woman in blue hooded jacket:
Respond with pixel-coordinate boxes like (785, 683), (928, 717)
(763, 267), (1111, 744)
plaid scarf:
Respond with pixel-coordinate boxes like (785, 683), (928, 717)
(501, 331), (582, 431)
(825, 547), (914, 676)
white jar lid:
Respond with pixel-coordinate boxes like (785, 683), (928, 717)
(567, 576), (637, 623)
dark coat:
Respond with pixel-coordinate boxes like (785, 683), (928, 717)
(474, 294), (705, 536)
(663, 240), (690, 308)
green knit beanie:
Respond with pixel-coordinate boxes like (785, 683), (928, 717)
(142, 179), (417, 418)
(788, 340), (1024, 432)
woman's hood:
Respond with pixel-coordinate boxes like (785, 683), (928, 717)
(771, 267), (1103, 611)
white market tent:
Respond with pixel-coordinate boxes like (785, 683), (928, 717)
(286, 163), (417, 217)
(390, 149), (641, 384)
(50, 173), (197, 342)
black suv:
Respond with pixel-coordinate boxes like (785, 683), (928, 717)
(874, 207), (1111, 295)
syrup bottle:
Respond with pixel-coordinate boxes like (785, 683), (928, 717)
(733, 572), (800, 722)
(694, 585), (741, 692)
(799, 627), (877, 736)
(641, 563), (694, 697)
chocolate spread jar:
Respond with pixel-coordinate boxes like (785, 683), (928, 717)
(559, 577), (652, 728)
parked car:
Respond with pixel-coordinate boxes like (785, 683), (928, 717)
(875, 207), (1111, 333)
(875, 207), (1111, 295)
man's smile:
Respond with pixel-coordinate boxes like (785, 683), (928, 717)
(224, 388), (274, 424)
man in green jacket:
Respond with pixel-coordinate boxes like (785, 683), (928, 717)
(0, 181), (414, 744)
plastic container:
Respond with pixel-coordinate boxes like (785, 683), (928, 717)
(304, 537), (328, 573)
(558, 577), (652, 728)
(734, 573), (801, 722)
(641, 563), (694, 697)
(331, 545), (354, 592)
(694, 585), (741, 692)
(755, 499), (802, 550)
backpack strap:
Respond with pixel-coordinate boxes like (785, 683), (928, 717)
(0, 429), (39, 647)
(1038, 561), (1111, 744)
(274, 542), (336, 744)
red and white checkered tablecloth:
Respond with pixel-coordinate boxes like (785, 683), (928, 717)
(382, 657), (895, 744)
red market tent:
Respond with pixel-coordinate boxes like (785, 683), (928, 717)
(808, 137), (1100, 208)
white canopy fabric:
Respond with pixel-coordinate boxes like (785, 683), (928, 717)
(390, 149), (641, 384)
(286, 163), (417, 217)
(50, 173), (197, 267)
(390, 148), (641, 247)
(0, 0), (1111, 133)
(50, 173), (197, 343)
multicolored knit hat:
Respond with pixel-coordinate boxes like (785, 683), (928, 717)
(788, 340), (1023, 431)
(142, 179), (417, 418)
_ _ _ _ _ _ _
• **Given problem**
Copy the records word for word, starting at the first line and going on through the line that contains "(771, 267), (1103, 611)".

• **Final result**
woman in blue hooded jacket:
Respond with pixel-coordinate boxes like (785, 683), (928, 717)
(763, 267), (1111, 744)
plaid scarf:
Respond with pixel-coordinate boxes like (785, 683), (928, 717)
(501, 331), (582, 431)
(825, 547), (914, 676)
white jar lid:
Respond with pixel-coordinate boxes like (785, 683), (928, 717)
(567, 576), (637, 623)
dark coat:
Respond with pixel-coordinate boxes like (785, 683), (928, 717)
(474, 294), (705, 536)
(663, 240), (690, 308)
green knit beanie:
Respond with pixel-coordinate boxes like (785, 683), (928, 717)
(142, 179), (417, 418)
(788, 340), (1024, 432)
woman's hood:
Respond with pixel-coordinate boxes like (785, 683), (928, 717)
(771, 267), (1103, 611)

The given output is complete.